Dari awalnya 100.000 penumpang MRT per hari, rata-rata menjadi 27.901 penumpang per hari. Pemulihan diperkirakan akan terjadi secara perlahan.
Oleh
Helena F Nababan
·3 menit baca
JAKARTA, KOMPAS — Jumlah penumpang MRT sepanjang pandemi Covid-19, sejak Maret 2020, turun hingga 73 persen dibandingkan dengan saat kondisi normal. Untuk kembali normal, dibandingkan dengan moda lain, pemulihan MRT Jakarta akan pelan-pelan karena karakteristik moda dan segmentasi penumpang.
Seperti dipaparkan William P Sabandar, Direktur Utama PT MRT Jakarta, dalam forum jurnalis MRT Jakarta, Kamis (10/12/12020), angka penumpang MRT Jakarta hingga Januari dan Februari 2020 menggembirakan, hampir menyentuh 100.000 penumpang per hari. Begitu pandemi, Maret 2020, angka penumpang mulai turun.
Hingga awal Desember, rata-rata angka penumpang MRT Jakarta per hari mencapai 27.901 penumpang. Total dari Januari hingga 8 Desember 2020, penumpang MRT Jakarta sebanyak 9.570.059 penumpang. ”Penumpang MRT Jakarta turun sampai 73 persen,” ujar William.
Aditya Dwi Laksana, Ketua Forum Transportasi Perkeretaapian, Masyarakat Transportasi Indonesia (MTI), Senin (14/12/2020), menjelaskan, selama pandemi Covid-19, angka penumpang MRT Jakarta memang turun jauh dibandingkan dengan situasi normal. Namun, penurunan penumpang itu bisa dipahami dari aspek karakter MRT Jakarta sebagai moda transportasi perkotaan.
Berbeda dengan kereta komuter atau KRL yang melayani penumpang dari sub urban ke urban dan tarif terjangkau publik menengah ke bawah, MRT Jakarta merupakan moda transportasi yang saat ini baru melayani penumpang dari Lebak Bulus ke Bundaran Hotel Indonesia. Artinya, MRT Jakarta merupakan moda transportasi yang melayani penumpang di perkotaan.

● YANG PERLU DIKERJAKAN:
a - Menurut artikel tentang penumpang MRT Jakarta, mengapa pemulihan MRT Jakarta akan berjalan pelan dibandingkan dengan moda lain? Jawab dalam satu sampai tiga kalimat.
b - Tentukan apakah setiap pernyataan berikut sesuai dengan artikel tentang penumpang MRT Jakarta. Jawab ya atau tidak, lalu kutip kata-kata artikel yang menjadi penentunya. (i) Sebelum pandemi, penumpang MRT Jakarta hampir mencapai 100.000 orang per hari. (ii) Angka penumpang MRT Jakarta mulai turun pada Januari 2020. (iii) MRT Jakarta melayani penumpang dari sub urban ke urban.
c - Tuliskan kembali bagian artikel tentang penumpang MRT Jakarta, mulai dari "Dari awalnya 100.000" dan terus sampai "dan segmentasi penumpang.".

● BAHAN SUMBER:
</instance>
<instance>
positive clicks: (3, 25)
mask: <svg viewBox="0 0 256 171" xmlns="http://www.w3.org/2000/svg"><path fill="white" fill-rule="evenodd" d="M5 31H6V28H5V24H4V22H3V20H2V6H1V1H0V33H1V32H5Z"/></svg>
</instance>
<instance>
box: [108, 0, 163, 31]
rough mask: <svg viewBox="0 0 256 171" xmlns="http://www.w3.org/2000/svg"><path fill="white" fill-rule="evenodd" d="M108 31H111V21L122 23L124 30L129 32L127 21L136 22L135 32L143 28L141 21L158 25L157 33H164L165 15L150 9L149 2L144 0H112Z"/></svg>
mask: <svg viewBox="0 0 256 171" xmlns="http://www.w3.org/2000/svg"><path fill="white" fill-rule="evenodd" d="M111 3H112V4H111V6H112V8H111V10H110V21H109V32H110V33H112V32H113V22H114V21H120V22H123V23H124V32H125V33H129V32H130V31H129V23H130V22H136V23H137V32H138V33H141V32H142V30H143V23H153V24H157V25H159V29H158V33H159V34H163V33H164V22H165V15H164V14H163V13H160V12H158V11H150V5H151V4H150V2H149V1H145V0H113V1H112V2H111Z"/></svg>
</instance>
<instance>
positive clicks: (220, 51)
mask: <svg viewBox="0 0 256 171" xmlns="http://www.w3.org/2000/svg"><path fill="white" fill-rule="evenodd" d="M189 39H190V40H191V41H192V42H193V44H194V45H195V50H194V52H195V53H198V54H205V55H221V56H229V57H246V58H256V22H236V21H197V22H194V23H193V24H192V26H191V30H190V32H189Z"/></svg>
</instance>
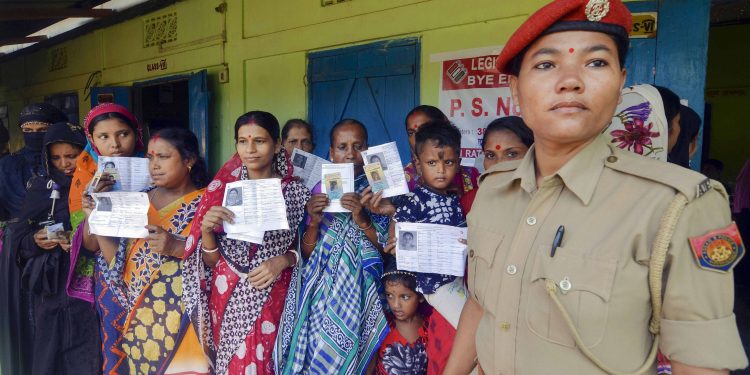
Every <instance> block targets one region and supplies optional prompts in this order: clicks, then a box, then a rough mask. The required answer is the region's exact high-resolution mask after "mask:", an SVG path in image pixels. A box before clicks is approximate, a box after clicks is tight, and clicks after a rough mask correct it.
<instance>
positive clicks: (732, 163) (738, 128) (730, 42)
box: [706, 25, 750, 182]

● JAWABAN PER NOMOR:
a - Pemulihan MRT Jakarta akan berjalan pelan karena karakteristik moda dan segmentasi penumpangnya.

b -
(i) Ya: "hampir menyentuh 100.000 penumpang per hari".
(ii) Tidak: "Begitu pandemi, Maret 2020, angka penumpang mulai turun."
(iii) Tidak: "MRT Jakarta merupakan moda transportasi yang melayani penumpang di perkotaan."

c -
Dari awalnya 100.000 penumpang MRT per hari, rata-rata menjadi 27.901 penumpang per hari. Pemulihan diperkirakan akan terjadi secara perlahan.
Oleh
Helena F Nababan
·3 menit baca
JAKARTA, KOMPAS — Jumlah penumpang MRT sepanjang pandemi Covid-19, sejak Maret 2020, turun hingga 73 persen dibandingkan dengan saat kondisi normal. Untuk kembali normal, dibandingkan dengan moda lain, pemulihan MRT Jakarta akan pelan-pelan karena karakteristik moda dan segmentasi penumpang.